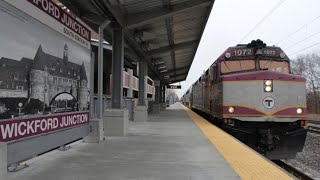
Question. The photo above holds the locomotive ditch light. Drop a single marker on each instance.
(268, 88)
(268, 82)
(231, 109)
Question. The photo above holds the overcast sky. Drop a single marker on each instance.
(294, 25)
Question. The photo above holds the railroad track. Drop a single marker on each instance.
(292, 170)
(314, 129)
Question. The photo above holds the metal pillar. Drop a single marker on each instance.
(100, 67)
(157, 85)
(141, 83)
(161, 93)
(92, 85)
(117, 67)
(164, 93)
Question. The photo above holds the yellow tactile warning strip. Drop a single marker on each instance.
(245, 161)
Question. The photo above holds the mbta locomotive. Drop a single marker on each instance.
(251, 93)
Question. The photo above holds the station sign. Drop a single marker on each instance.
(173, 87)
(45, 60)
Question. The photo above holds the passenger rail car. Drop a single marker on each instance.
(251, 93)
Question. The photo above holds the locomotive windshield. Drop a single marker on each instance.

● Written request
Write out every item above in full, with its wording unchanged. Scale each point's x and y coordinates by 1.05 and round them to whole numbers, with halves rounding up. Leave out the pictures.

● Task result
Question. The photo above holds the locomotive ditch light. Drop a single marker on each instance.
(281, 92)
(281, 86)
(243, 114)
Question. The photo above holds the overcast sky. Drop a single marker on each instance.
(309, 26)
Question. The photo above holds the railroad track. Drop a single marker on each instance.
(307, 179)
(330, 135)
Question. The photo above holds the metal pillar. Drop a single marker on each instance.
(105, 70)
(165, 89)
(148, 87)
(169, 98)
(97, 89)
(123, 70)
(172, 98)
Question. The photo above holds the yellow tactile warning strip. Drop a single marker on each instance.
(257, 169)
Question. The photo above holds the mbta locomotive. Drop a single marker on each instance.
(264, 98)
Question. The photo above holds the station sign. Drop a single marker on each instance.
(182, 91)
(47, 63)
Question. The photo above holds the passenger rail car. Drop a single marker on each instance.
(264, 98)
Question. The photo above holds the locomotive windshield. Drop a single marker on each instance.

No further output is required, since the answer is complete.